Nothing in the data should be left out or altered when it is retyped.

============

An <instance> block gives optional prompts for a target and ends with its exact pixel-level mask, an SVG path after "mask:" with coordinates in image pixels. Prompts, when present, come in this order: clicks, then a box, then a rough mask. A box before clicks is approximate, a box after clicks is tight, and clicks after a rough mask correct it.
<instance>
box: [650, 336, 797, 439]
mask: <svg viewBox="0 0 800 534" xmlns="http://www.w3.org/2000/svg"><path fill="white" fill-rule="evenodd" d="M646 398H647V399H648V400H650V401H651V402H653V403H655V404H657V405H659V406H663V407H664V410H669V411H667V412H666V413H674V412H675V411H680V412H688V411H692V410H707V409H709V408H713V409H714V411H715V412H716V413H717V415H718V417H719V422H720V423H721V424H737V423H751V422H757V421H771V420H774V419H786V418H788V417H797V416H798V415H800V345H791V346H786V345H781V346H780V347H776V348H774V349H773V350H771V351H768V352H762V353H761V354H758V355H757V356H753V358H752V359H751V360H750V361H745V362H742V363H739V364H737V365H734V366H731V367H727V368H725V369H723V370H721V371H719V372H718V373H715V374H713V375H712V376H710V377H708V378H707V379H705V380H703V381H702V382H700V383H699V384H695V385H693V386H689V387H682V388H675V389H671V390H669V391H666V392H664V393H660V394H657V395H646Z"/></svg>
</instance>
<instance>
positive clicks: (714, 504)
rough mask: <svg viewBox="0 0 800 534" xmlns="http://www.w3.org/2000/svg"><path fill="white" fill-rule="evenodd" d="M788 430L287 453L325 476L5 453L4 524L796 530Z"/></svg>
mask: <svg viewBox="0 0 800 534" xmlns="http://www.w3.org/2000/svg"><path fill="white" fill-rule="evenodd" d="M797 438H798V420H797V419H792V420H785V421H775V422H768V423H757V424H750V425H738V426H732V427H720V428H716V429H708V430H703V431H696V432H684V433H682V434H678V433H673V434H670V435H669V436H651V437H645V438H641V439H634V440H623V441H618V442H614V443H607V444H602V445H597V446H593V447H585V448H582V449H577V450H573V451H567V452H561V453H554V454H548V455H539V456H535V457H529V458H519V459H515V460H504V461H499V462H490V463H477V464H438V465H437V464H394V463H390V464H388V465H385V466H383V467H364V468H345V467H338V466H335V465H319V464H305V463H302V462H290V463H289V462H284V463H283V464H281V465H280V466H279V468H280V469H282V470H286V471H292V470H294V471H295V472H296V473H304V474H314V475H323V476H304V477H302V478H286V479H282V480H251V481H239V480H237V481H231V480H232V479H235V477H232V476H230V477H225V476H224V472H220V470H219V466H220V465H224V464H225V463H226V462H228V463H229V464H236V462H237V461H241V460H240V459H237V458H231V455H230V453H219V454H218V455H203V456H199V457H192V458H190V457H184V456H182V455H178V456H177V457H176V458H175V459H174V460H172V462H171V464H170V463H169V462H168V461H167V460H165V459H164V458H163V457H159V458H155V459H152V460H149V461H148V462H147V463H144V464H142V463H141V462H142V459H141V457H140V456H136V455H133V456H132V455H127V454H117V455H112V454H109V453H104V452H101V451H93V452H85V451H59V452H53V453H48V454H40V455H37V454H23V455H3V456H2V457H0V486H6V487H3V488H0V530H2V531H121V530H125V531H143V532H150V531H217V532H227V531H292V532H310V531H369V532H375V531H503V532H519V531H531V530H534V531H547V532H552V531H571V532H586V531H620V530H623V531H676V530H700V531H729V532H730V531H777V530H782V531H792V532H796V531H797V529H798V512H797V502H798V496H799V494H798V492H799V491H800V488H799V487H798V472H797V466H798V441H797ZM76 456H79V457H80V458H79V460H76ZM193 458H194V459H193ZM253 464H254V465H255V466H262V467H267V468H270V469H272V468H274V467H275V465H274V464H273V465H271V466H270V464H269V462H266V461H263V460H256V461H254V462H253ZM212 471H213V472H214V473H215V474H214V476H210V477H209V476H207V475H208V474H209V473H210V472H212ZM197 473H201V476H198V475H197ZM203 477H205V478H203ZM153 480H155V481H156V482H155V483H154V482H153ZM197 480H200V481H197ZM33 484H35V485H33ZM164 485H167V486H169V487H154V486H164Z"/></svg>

============

### ANSWER SPACE:
An <instance> block gives optional prompts for a target and ends with its exact pixel-level mask, an SVG path after "mask:" with coordinates in image pixels. Prompts, when present, come in this order: clicks, then a box, then a rough mask. A box before clicks is approximate, a box after clicks is tight, and clicks after a rough mask correct it.
<instance>
box: [650, 336, 797, 439]
mask: <svg viewBox="0 0 800 534" xmlns="http://www.w3.org/2000/svg"><path fill="white" fill-rule="evenodd" d="M646 398H647V399H648V400H650V401H651V402H653V403H655V404H657V405H659V406H663V407H664V410H669V411H667V412H666V413H674V412H675V411H680V412H688V411H692V410H707V409H709V408H713V409H714V411H715V412H716V413H717V415H718V417H719V422H720V423H721V424H737V423H751V422H757V421H771V420H774V419H786V418H788V417H797V416H798V415H800V345H791V346H786V345H781V346H780V347H776V348H774V349H773V350H771V351H768V352H762V353H761V354H758V355H757V356H753V358H752V359H751V360H750V361H745V362H742V363H739V364H737V365H734V366H731V367H727V368H725V369H723V370H721V371H719V372H718V373H715V374H713V375H712V376H710V377H708V378H707V379H705V380H703V381H702V382H700V383H699V384H695V385H693V386H689V387H682V388H675V389H671V390H669V391H666V392H664V393H660V394H657V395H646Z"/></svg>
</instance>
<instance>
positive clicks: (714, 504)
rough mask: <svg viewBox="0 0 800 534" xmlns="http://www.w3.org/2000/svg"><path fill="white" fill-rule="evenodd" d="M788 430L287 453L325 476L5 453L4 524L796 530Z"/></svg>
mask: <svg viewBox="0 0 800 534" xmlns="http://www.w3.org/2000/svg"><path fill="white" fill-rule="evenodd" d="M797 438H798V420H797V419H792V420H785V421H775V422H768V423H757V424H750V425H738V426H732V427H720V428H716V429H708V430H703V431H696V432H684V433H682V434H678V433H673V434H670V435H669V436H651V437H645V438H641V439H634V440H623V441H618V442H614V443H607V444H602V445H597V446H593V447H585V448H582V449H577V450H573V451H567V452H561V453H554V454H548V455H539V456H535V457H529V458H519V459H515V460H504V461H499V462H490V463H477V464H438V465H437V464H394V463H390V464H388V465H385V466H383V467H364V468H345V467H338V466H335V465H319V464H305V463H302V462H290V463H289V462H284V463H283V464H281V465H280V466H279V468H280V469H282V470H286V471H292V470H294V471H295V472H296V473H304V474H314V475H323V476H304V477H302V478H286V479H282V480H251V481H239V480H237V481H231V480H232V479H235V477H232V476H230V477H225V476H224V472H220V470H219V466H220V465H224V464H225V463H226V462H228V463H229V464H236V462H237V461H241V460H240V459H237V458H231V455H230V453H219V454H218V455H203V456H199V457H192V458H190V457H184V456H182V455H178V456H177V457H176V458H175V459H174V460H172V462H171V464H170V463H169V462H168V461H167V460H165V459H164V458H163V457H159V458H155V459H152V460H149V461H148V462H147V463H144V464H142V463H141V462H142V459H141V457H140V456H136V455H133V456H132V455H127V454H117V455H112V454H109V453H104V452H101V451H93V452H85V451H59V452H53V453H48V454H40V455H37V454H23V455H3V456H2V457H0V486H6V487H3V488H0V530H2V531H121V530H125V531H143V532H150V531H217V532H227V531H292V532H310V531H369V532H375V531H503V532H519V531H531V530H534V531H547V532H552V531H571V532H586V531H620V530H623V531H676V530H700V531H729V532H730V531H777V530H782V531H792V532H796V531H797V529H798V512H797V502H798V496H799V494H798V492H799V491H800V488H799V487H798V472H797V466H798V441H797ZM76 456H79V457H80V458H79V460H76ZM193 458H194V459H193ZM253 464H254V465H255V466H262V467H267V468H270V469H272V468H274V467H275V465H274V464H273V465H271V466H270V464H269V462H266V461H263V460H256V461H254V462H253ZM212 471H213V472H214V473H215V474H214V476H210V477H209V476H207V475H208V474H209V473H210V472H212ZM197 473H201V476H198V475H197ZM203 477H205V478H203ZM153 480H155V481H156V482H155V483H154V482H153ZM197 480H200V481H197ZM33 484H35V485H33ZM164 485H167V486H169V487H154V486H164Z"/></svg>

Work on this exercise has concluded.